Aim of the exercise:
Rewrite all of the material below, substituting "mark" for every occurrence of "annotate" and leaving everything else unchanged. Omit the pictures from your version.

Records supplied:
--------------------------------
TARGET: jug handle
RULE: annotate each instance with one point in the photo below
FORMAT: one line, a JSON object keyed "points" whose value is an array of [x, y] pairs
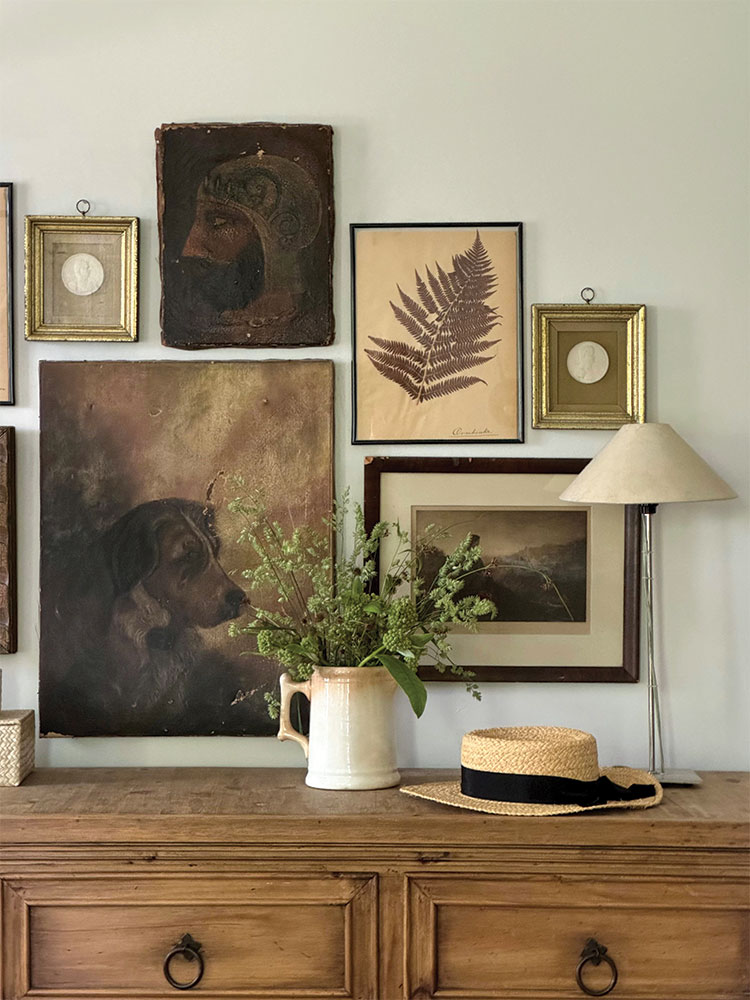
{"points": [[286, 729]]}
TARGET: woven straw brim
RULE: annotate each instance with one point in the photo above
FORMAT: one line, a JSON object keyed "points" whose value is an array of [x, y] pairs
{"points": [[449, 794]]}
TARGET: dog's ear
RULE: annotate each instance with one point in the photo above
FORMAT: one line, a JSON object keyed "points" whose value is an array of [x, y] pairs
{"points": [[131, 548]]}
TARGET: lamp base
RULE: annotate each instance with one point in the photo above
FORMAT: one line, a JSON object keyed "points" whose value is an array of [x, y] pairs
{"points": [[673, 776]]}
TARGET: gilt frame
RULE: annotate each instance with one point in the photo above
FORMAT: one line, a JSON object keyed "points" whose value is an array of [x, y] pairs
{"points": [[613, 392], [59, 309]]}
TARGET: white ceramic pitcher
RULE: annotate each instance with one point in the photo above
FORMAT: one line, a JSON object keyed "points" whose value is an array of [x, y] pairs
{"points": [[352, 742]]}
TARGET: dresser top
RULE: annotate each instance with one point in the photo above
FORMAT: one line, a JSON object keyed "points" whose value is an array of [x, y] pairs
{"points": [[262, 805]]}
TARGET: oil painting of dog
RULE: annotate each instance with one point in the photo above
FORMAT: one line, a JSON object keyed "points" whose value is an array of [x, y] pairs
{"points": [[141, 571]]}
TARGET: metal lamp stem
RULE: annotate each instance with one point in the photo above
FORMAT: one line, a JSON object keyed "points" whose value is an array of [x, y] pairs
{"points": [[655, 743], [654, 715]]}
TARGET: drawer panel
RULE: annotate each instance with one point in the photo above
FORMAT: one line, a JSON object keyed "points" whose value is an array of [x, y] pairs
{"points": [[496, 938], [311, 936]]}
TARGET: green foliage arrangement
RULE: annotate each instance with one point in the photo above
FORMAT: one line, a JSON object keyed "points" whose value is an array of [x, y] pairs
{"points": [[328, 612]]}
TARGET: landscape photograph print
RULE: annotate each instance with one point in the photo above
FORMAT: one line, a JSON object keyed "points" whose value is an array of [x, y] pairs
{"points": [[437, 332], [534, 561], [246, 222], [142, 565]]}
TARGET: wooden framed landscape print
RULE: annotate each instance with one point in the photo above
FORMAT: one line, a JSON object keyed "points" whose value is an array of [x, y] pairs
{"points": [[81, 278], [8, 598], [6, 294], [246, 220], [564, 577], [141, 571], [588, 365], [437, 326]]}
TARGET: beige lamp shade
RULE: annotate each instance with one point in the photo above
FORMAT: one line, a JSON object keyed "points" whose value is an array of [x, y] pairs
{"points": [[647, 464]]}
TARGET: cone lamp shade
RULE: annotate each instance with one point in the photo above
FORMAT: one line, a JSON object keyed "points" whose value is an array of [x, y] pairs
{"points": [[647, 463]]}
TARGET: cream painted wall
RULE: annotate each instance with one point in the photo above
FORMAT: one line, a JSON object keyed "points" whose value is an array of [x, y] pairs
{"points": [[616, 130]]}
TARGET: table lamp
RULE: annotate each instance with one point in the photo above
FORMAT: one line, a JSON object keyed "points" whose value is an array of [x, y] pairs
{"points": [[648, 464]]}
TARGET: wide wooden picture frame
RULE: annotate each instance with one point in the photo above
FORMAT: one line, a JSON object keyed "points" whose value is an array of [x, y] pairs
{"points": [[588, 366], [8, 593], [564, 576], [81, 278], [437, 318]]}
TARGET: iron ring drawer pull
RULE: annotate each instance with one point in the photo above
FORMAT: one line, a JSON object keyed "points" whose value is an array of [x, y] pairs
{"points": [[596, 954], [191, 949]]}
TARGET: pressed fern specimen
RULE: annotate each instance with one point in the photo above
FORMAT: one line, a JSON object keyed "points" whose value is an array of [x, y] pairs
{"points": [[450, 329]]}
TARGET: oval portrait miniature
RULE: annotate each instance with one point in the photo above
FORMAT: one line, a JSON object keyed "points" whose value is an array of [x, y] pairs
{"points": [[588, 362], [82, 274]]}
--------------------------------
Result of this exercise:
TARGET: jug handle
RULE: mark each instance with one point in the photo below
FORMAT: one line, a JSON object keyed "points" whose value is an array of [x, y] pairs
{"points": [[286, 729]]}
TARGET: woven straw brim
RULE: mark each instance with one point in the photo above
FORMAT: one line, a JSON object keyed "points" whose value is an array of [x, y] pairs
{"points": [[449, 794]]}
TARGET: dog's ear
RULE: mark each instance with one point in the photo above
FORMAT: one line, a JSON object keyed "points" whose value is an array of [x, y] pairs
{"points": [[131, 548]]}
TARGET: lamp base
RULE: mark each instance with one point in the photo above
FORMAT: one line, a JSON object keyed "points" whose value is an array of [x, y] pairs
{"points": [[673, 776]]}
TARGET: gilt frame
RULE: mark each instance with one point in the photo above
FORMAT: one line, a JSON object keyed "points" whose value is an array of [x, y] pairs
{"points": [[613, 392], [59, 309]]}
TARGET: white ceramic pitcher
RULE: mark each instance with one point in the photo above
FORMAT: one line, a JSON object keyed "points" whose value is an array of [x, y] pairs
{"points": [[352, 742]]}
TARGET: dresser top
RULE: mark each instance with one point in the photo above
FORMAT: one line, a JSON object keyed "points" whose value is an array of [x, y] pairs
{"points": [[262, 805]]}
TARGET: oil painting of dog
RULE: mark each instance with one point in the photo above
FORMAT: one line, a JSON object keyed "points" whose value is an array of [x, y] pairs
{"points": [[141, 571]]}
TARGET: metal lamp stem
RULE: mark each instance with one point in the photo above
FORMAT: one line, a JSON object keyed "points" whose value is an array of [x, y] pairs
{"points": [[655, 743], [654, 715]]}
TARGET: drawer panel
RULE: mark each instance with one point in the photo above
FORMAT: one line, a JSON object keyed "points" whose value is an array of [x, y] pairs
{"points": [[496, 938], [311, 936]]}
TARGET: green foliage arrangement
RULE: mark each instance with one point in the photo above
FORMAT: one line, a JSON object keyed "points" whose value is an array of [x, y] pairs
{"points": [[328, 612]]}
TARGET: landscape photograph print
RULE: mark each instance with one point in the photo above
FORMAT: one line, a JSON object keyed "points" whose value is an array of [x, y] pairs
{"points": [[437, 332], [534, 561], [246, 222], [142, 565]]}
TARGET: wooden framed landscape print
RULE: mark each instance with one point in the photo above
FORMAT: one line, a JSON object keyed "points" whose value is an array of [x, y] pairs
{"points": [[81, 278], [8, 598], [6, 294], [246, 220], [564, 577], [141, 571], [588, 365], [437, 326]]}
TARGET: beige lamp shade
RULE: mark each instance with one point in the photo above
FORMAT: one line, a JSON object keyed "points" whose value is an array of [x, y] pairs
{"points": [[647, 464]]}
TARGET: cone lamp shade
RULE: mark each instance with one point in the photo above
FORMAT: one line, a JSON object keyed "points" whose value is an array of [x, y] pairs
{"points": [[647, 463]]}
TARGET: cream painted wall
RULE: mark each instance with one point in the photo above
FORMAT: one line, a JSON object keyed "points" whose value is an array of [x, y] pairs
{"points": [[616, 130]]}
TARGET: table lamp
RULE: mark each instance with one point in the photo above
FORMAT: one line, a JSON object keyed "points" whose value is an array of [x, y] pairs
{"points": [[648, 464]]}
TARGET: wide wooden picture frame
RULE: mark each instance with one point in the photo above
FORMAT: one line, a JSON object keyed "points" whose value is an array of [x, y] pairs
{"points": [[588, 366], [8, 593], [564, 576], [81, 278], [437, 318]]}
TARGET: iron ring drawer pull
RULE: mark each instance with one point in the photo above
FORMAT: one line, a JSON object keyed "points" whose value is an array of [x, y] pairs
{"points": [[596, 954], [191, 949]]}
TARGET: pressed fern specimen
RULE: mark each instance with one point in the photo above
FORMAT: one line, a JSON object keyed "points" whose value is an array of [x, y] pairs
{"points": [[450, 329]]}
TARGET: oval portrait miniature
RULE: mark each instance with one point in the photo above
FORMAT: one line, a JSON object keyed "points" whose value is an array of [x, y] pairs
{"points": [[588, 362], [82, 274]]}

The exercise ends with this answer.